→ PROBLÈMES À RÉSOUDRE:
1 – Recopiez mot pour mot l'intégralité du texte sur Air France.
2 – Renvoyez chaque ligne des enregistrements qui contient le mot « blue », en tenant compte de la casse.

→ SOURCE:
Air France, c’est le lourd poids du passé, confronté au choc du futur. Une tragédie parvenue à son dernier acte, dont le sujet est une cogestion dont la fin vient d’être sifflée, dont les acteurs, direction et pilotes, se heurtent en huis clos sous les yeux effarés des autres salariés et du monde, dont les tristes événements de lundi dernier ne sont qu’une péripétie, mais dont on espère quand même un dénouement autre que la mort des uns et des autres. Les responsabilités sont partout, pilotes, État, direction, mais il faut maintenant tourner la page. Entreprise privée, Air France KLM doit se relever seule, en faisant taire le reflexe du recours à l’État, et dans le cadre d’une sortie par le haut, pas par l’exécution d’un plan B d’« attrition » qui ne ferait que signifier le commencement de la fin.

Le poids très lourd du passé

Une cogestion minée par des rapports sociaux exécrables

Depuis l’origine, Air France, née en 1933 de la fusion forcée entre les diverses compagnies aériennes de l’époque, a été dirigée dans le cadre d’un accompagnement permanent de la part du SNPL, le syndicat dominant des pilotes. Mais sans pour autant que cette sorte de cogestion se passe dans une atmosphère de coopération paisible et fructueuse, dans le respect des intérêts bien compris de l’entreprise. Les dernières décennies du siècle précédent ont été marquées par nombre de mouvements sociaux et de batailles judiciaires homériques entre direction et pilotes, où ces derniers tentaient, souvent avec succès, d’obtenir toujours davantage de privilèges. Récemment, le plan Transform 2015, destiné à relever la compagnie en pertes depuis plusieurs années, a été bien respecté par l’ensemble des salariés, sauf par les pilotes, avec le résultat inédit que la direction a récemment assigné en justice la SNPL pour non respect de ses engagements (le procès est en cours actuellement devant le tribunal de Bobigny). La suite de ce plan, appelé Perform 2020, censé sonner la « reconquête », a été, avec le désir de la direction de développer la filiale low cost Transavia, l’occasion d’une grève de 14 jours des pilotes, qui aura coûté plus de 425 millions à la compagnie[1] – et 700 millions de capitalisation boursière. Air France a dû capituler en abandonnant le projet Transavia Europe, mais en refusant le contrat unique réclamé par les pilotes pour Transavia France, contrat totalement incompatible avec les conditions d’exploitation d’une compagnie low cost[2].

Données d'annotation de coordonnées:
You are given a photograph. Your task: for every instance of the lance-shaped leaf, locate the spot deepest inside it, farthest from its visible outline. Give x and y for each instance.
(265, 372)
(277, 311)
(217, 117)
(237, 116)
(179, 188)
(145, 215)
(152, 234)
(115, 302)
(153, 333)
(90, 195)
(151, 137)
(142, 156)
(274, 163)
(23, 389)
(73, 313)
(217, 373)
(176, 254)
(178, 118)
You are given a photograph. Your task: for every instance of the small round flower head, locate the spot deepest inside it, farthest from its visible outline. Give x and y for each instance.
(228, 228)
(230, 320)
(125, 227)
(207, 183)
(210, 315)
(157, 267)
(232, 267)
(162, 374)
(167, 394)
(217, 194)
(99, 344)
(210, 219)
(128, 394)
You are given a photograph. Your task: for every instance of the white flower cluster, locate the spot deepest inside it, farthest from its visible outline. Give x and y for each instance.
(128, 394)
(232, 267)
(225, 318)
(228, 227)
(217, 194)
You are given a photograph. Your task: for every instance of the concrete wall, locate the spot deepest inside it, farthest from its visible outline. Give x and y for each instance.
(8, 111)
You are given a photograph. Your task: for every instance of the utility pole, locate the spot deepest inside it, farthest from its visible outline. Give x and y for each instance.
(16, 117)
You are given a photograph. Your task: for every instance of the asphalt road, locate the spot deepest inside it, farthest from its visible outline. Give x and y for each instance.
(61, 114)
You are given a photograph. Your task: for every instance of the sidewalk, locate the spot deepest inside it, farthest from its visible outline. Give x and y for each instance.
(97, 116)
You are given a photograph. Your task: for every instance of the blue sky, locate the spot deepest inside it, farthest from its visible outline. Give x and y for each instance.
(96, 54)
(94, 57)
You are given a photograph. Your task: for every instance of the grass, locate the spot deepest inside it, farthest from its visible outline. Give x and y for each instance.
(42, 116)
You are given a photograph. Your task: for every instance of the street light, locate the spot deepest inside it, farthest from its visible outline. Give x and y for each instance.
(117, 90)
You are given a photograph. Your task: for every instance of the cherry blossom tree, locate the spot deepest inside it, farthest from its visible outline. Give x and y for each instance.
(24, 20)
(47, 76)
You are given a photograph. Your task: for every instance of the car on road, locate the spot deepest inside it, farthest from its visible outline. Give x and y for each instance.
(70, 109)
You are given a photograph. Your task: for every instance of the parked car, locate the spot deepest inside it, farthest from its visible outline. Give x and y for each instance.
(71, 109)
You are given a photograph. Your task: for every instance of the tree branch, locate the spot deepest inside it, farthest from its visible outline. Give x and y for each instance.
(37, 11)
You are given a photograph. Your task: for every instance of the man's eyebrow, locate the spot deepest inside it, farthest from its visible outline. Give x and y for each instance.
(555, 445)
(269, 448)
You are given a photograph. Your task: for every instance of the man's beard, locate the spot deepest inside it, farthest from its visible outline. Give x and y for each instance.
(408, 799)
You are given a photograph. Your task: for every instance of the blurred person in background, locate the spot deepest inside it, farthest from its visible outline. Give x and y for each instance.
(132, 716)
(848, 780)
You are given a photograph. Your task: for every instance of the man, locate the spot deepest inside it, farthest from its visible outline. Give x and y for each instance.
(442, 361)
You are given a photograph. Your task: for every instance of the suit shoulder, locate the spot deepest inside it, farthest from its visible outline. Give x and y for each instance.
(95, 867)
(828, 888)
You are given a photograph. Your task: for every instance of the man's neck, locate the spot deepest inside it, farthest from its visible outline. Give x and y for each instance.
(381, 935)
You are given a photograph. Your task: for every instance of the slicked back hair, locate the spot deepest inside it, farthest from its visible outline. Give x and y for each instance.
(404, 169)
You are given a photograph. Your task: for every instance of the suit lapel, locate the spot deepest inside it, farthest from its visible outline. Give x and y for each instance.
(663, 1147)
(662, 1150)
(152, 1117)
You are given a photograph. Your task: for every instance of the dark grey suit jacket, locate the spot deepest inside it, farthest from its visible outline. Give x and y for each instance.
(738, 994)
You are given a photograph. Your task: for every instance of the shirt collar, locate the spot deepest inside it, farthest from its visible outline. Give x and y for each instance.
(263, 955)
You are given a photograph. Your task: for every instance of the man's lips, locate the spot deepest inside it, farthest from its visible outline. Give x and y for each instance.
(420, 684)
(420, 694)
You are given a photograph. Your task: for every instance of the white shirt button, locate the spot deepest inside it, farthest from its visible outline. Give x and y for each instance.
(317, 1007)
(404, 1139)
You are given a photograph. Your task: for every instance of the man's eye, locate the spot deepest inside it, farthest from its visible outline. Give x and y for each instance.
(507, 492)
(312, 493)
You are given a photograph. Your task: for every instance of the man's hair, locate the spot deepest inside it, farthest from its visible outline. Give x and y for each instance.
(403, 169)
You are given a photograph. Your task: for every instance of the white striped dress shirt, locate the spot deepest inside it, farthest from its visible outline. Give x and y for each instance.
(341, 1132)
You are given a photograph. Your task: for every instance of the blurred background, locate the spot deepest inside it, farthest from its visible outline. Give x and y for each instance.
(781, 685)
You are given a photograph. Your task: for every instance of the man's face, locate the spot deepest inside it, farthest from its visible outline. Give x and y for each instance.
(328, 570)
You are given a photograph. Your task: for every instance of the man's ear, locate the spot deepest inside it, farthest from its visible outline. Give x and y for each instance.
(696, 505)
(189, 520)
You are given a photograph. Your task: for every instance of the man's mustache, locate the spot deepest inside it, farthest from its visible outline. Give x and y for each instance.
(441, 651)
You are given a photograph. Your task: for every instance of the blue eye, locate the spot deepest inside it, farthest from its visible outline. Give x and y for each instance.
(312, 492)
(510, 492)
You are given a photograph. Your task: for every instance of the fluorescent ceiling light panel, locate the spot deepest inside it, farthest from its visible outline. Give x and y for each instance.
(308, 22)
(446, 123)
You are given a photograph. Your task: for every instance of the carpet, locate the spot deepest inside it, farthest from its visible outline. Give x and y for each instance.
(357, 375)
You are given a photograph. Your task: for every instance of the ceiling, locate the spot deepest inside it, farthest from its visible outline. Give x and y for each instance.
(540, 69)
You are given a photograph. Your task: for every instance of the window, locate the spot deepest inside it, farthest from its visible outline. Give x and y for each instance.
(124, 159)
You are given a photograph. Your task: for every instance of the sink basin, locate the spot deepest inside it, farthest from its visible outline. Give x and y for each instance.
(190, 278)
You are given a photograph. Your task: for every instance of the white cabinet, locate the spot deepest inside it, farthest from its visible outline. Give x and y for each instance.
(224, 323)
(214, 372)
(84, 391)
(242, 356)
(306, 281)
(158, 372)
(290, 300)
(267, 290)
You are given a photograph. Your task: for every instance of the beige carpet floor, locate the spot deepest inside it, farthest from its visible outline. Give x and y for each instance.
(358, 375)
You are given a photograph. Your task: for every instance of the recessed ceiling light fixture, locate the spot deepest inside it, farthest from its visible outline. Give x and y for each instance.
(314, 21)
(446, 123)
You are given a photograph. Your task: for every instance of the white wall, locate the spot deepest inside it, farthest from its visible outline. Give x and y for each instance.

→ SOLUTIONS DES PROBLÈMES:
1 –
Air France, c’est le lourd poids du passé, confronté au choc du futur. Une tragédie parvenue à son dernier acte, dont le sujet est une cogestion dont la fin vient d’être sifflée, dont les acteurs, direction et pilotes, se heurtent en huis clos sous les yeux effarés des autres salariés et du monde, dont les tristes événements de lundi dernier ne sont qu’une péripétie, mais dont on espère quand même un dénouement autre que la mort des uns et des autres. Les responsabilités sont partout, pilotes, État, direction, mais il faut maintenant tourner la page. Entreprise privée, Air France KLM doit se relever seule, en faisant taire le reflexe du recours à l’État, et dans le cadre d’une sortie par le haut, pas par l’exécution d’un plan B d’« attrition » qui ne ferait que signifier le commencement de la fin.

Le poids très lourd du passé

Une cogestion minée par des rapports sociaux exécrables

Depuis l’origine, Air France, née en 1933 de la fusion forcée entre les diverses compagnies aériennes de l’époque, a été dirigée dans le cadre d’un accompagnement permanent de la part du SNPL, le syndicat dominant des pilotes. Mais sans pour autant que cette sorte de cogestion se passe dans une atmosphère de coopération paisible et fructueuse, dans le respect des intérêts bien compris de l’entreprise. Les dernières décennies du siècle précédent ont été marquées par nombre de mouvements sociaux et de batailles judiciaires homériques entre direction et pilotes, où ces derniers tentaient, souvent avec succès, d’obtenir toujours davantage de privilèges. Récemment, le plan Transform 2015, destiné à relever la compagnie en pertes depuis plusieurs années, a été bien respecté par l’ensemble des salariés, sauf par les pilotes, avec le résultat inédit que la direction a récemment assigné en justice la SNPL pour non respect de ses engagements (le procès est en cours actuellement devant le tribunal de Bobigny). La suite de ce plan, appelé Perform 2020, censé sonner la « reconquête », a été, avec le désir de la direction de développer la filiale low cost Transavia, l’occasion d’une grève de 14 jours des pilotes, qui aura coûté plus de 425 millions à la compagnie[1] – et 700 millions de capitalisation boursière. Air France a dû capituler en abandonnant le projet Transavia Europe, mais en refusant le contrat unique réclamé par les pilotes pour Transavia France, contrat totalement incompatible avec les conditions d’exploitation d’une compagnie low cost[2].

2 –
You are given a photograph. Your task: for every instance of the blue sky, locate the spot deepest inside it, farthest from its visible outline. Give x and y for each instance.
You are given a photograph. Your task: for every instance of the blue eye, locate the spot deepest inside it, farthest from its visible outline. Give x and y for each instance.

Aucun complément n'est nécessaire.